------ Working data

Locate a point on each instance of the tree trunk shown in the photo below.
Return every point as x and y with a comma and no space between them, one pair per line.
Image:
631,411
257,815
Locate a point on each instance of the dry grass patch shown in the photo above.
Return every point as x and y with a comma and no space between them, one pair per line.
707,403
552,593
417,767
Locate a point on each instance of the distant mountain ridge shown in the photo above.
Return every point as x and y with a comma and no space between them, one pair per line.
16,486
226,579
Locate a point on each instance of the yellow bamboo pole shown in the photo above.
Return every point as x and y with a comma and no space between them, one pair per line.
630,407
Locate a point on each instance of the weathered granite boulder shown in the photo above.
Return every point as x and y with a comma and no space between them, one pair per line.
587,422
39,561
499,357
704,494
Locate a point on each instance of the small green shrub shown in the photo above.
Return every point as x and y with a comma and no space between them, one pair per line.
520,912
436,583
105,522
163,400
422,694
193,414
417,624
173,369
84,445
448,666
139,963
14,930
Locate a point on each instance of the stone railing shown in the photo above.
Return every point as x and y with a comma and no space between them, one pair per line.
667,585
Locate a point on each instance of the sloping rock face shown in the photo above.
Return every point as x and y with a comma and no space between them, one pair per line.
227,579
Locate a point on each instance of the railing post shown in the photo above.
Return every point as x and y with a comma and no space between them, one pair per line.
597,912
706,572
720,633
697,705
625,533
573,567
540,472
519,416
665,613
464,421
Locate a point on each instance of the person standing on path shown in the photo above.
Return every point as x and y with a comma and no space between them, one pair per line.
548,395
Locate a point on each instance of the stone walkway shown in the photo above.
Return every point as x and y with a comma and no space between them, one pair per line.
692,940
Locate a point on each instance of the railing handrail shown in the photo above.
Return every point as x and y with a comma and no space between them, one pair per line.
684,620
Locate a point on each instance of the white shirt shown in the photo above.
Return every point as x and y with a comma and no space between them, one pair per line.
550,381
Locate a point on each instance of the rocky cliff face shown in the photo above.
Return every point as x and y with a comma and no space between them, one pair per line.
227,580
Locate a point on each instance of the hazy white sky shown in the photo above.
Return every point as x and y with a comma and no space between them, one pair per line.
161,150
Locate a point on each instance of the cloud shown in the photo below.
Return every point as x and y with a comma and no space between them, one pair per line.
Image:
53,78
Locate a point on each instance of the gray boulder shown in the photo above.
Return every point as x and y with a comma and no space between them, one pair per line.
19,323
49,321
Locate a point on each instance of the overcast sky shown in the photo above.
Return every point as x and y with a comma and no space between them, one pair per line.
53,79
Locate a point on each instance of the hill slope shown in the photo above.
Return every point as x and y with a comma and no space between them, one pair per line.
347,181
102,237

------------

# What to do
The answer should consist of every line from the listing above that includes the word "face".

# Output for this task
Locate a point on each instance of the sloping rock face shown in the photo above.
Locate a point on each instance of the rocky cliff face shown in the photo above.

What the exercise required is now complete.